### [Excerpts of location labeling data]
· · ·
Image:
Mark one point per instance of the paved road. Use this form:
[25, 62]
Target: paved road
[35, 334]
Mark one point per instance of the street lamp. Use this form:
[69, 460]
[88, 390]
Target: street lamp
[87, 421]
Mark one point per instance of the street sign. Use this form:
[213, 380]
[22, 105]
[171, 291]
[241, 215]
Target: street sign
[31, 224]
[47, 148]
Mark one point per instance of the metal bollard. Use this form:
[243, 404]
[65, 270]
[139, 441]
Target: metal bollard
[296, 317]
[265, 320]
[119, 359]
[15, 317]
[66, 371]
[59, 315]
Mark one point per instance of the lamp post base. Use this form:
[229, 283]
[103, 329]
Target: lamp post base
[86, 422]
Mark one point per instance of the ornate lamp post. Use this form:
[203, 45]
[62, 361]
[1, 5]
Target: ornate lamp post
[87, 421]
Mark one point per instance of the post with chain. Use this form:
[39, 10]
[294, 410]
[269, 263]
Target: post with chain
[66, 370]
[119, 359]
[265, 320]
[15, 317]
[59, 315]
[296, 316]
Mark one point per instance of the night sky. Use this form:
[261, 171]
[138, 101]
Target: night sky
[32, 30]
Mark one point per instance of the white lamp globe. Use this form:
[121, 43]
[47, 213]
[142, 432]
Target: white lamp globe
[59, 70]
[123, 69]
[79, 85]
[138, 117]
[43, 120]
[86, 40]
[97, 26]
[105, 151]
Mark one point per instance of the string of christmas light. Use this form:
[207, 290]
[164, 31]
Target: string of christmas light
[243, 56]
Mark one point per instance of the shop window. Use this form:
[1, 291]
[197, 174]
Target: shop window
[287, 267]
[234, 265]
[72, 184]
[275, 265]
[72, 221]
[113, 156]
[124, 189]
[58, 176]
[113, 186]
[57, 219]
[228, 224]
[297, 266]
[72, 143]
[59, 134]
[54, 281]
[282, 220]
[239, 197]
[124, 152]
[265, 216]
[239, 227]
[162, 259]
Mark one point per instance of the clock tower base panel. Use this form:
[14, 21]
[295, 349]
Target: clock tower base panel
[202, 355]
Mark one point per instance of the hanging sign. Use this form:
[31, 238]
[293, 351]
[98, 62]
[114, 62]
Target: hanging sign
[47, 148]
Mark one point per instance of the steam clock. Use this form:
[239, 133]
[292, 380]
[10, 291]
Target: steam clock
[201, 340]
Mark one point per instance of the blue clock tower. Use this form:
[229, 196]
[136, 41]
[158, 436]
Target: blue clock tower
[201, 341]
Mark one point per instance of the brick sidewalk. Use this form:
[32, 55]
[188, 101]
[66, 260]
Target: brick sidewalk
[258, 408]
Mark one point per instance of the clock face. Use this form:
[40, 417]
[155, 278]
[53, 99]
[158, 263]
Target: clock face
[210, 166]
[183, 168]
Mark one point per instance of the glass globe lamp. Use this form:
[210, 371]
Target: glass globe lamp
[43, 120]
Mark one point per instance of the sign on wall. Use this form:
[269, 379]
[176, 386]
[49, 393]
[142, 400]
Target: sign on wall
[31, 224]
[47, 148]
· · ·
### [TASK STATEMENT]
Repeat the lines exactly, from the line that contains "Mark one point per instance of the sign" through the end of the records.

### [THE REPLY]
Mark one point per instance of the sign on wall. Use this form:
[269, 379]
[176, 386]
[49, 393]
[142, 400]
Target: sign on wall
[31, 224]
[47, 148]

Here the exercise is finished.